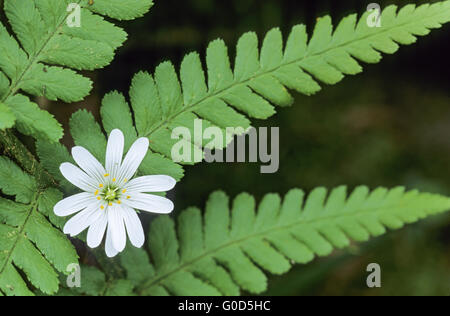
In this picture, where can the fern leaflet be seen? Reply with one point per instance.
(225, 251)
(49, 47)
(260, 79)
(28, 241)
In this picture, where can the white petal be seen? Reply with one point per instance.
(134, 227)
(97, 231)
(88, 163)
(114, 153)
(109, 247)
(82, 220)
(150, 203)
(117, 227)
(133, 159)
(73, 204)
(77, 177)
(149, 184)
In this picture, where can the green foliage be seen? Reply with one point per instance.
(260, 78)
(39, 62)
(224, 251)
(30, 246)
(88, 133)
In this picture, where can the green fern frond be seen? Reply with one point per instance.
(30, 245)
(39, 58)
(95, 283)
(224, 251)
(260, 79)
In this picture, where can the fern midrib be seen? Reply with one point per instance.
(33, 208)
(216, 94)
(232, 243)
(15, 85)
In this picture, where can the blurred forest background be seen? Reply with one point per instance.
(388, 126)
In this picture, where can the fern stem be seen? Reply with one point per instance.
(15, 149)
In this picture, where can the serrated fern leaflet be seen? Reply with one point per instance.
(39, 61)
(260, 79)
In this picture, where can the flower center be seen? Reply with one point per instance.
(111, 193)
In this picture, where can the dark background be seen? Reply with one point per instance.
(388, 126)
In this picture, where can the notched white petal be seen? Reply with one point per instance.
(117, 226)
(97, 230)
(114, 152)
(77, 177)
(134, 158)
(73, 204)
(109, 247)
(88, 163)
(150, 203)
(133, 226)
(148, 184)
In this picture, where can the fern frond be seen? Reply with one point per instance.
(40, 61)
(224, 251)
(29, 244)
(95, 283)
(261, 78)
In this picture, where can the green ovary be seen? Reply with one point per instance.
(111, 194)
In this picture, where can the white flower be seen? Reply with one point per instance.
(111, 196)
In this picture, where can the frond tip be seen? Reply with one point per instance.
(226, 250)
(224, 96)
(39, 58)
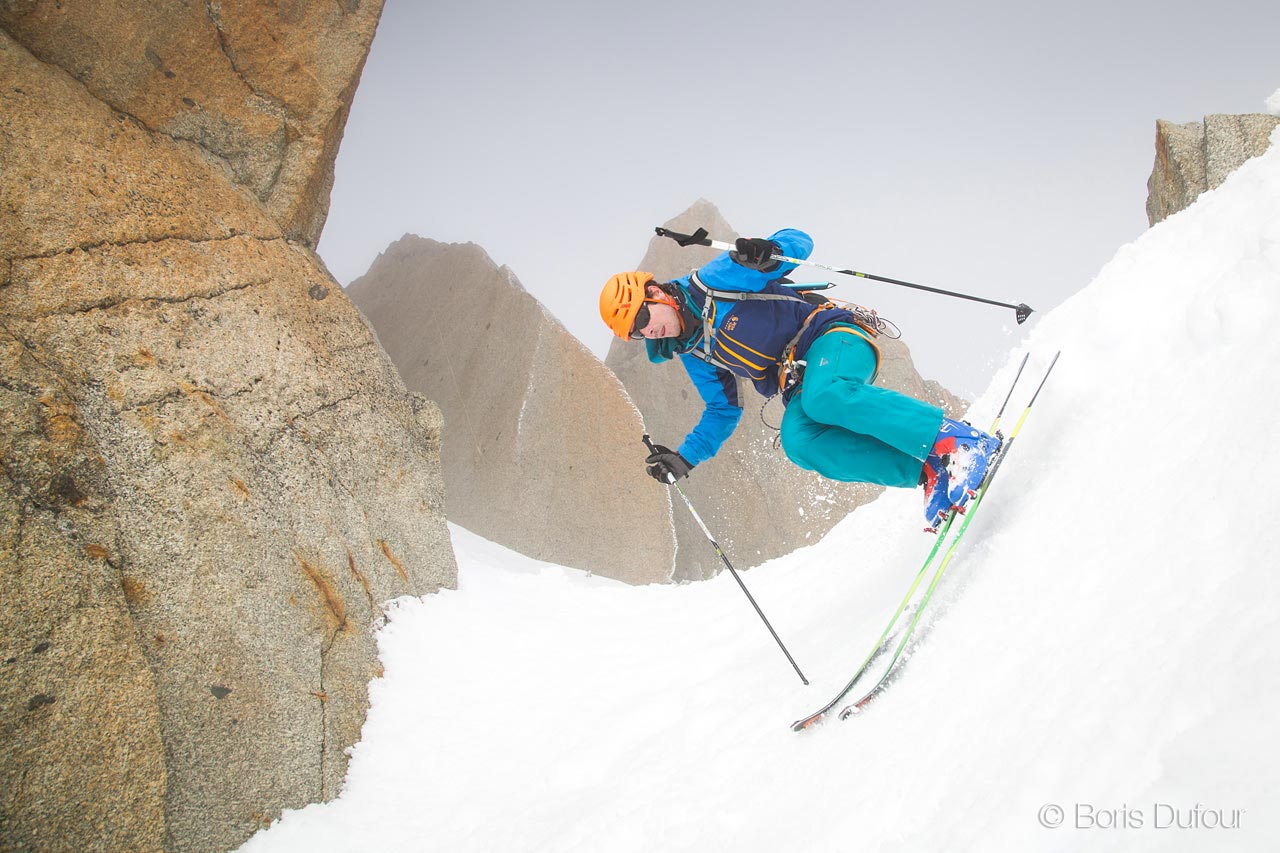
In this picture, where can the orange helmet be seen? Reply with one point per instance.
(621, 300)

TASK TO COMPLETE
The data should be printed again unchanged; leave its pictures out.

RESPONSE FOR THIS EXERCISE
In this picture, where can the fern leaflet be seen? Reply with one point per instance.
(225, 251)
(49, 47)
(260, 79)
(28, 241)
In this picture, where can the white petal be seen? Reply with one point per instance.
(134, 227)
(97, 231)
(88, 163)
(114, 153)
(109, 247)
(82, 220)
(150, 203)
(117, 227)
(133, 159)
(73, 204)
(77, 177)
(149, 184)
In this picture, where can the green foliage be seen? Reply with one point per instance.
(260, 78)
(39, 62)
(224, 251)
(30, 246)
(88, 133)
In this picture, where can the green fern frond be seen? Reply with one point per instance.
(30, 245)
(39, 58)
(95, 283)
(224, 251)
(260, 79)
In this picture, where can the fern midrib be seen? Reply with one point per instance.
(33, 208)
(216, 94)
(232, 243)
(15, 85)
In this picture, where can the blurred forest background be seen? Reply with one point per instance.
(388, 126)
In this picture, where can the fern stem be seen? Reply with one point per instance.
(15, 149)
In this picture, where can the serrated fern leaflet be seen? Reply with one point per instance.
(39, 61)
(260, 79)
In this picture, where can the flower center be seen? Reply with one point per instance.
(111, 193)
In this picture, where can the dark background be seen? Reply with one point per instance.
(388, 126)
In this picture, where can the notched white petal be seen? Reply with one point per instance.
(117, 226)
(97, 230)
(114, 152)
(77, 177)
(134, 158)
(73, 204)
(109, 247)
(88, 163)
(150, 203)
(133, 226)
(148, 184)
In this picture, where can the fern frond be seen? Reply with one point per instance.
(40, 61)
(224, 251)
(29, 244)
(95, 283)
(261, 78)
In this picture, where can the green ovary be seen? Reply with one point per instance.
(111, 194)
In this picture, where can the white flower be seen? Reply with one point per instance.
(111, 196)
In this picture, where can the frond tip be seen? Reply with one point per instance.
(226, 250)
(224, 96)
(39, 58)
In this picture, where can the orange helmet be seen? Reply with one point per instance.
(621, 300)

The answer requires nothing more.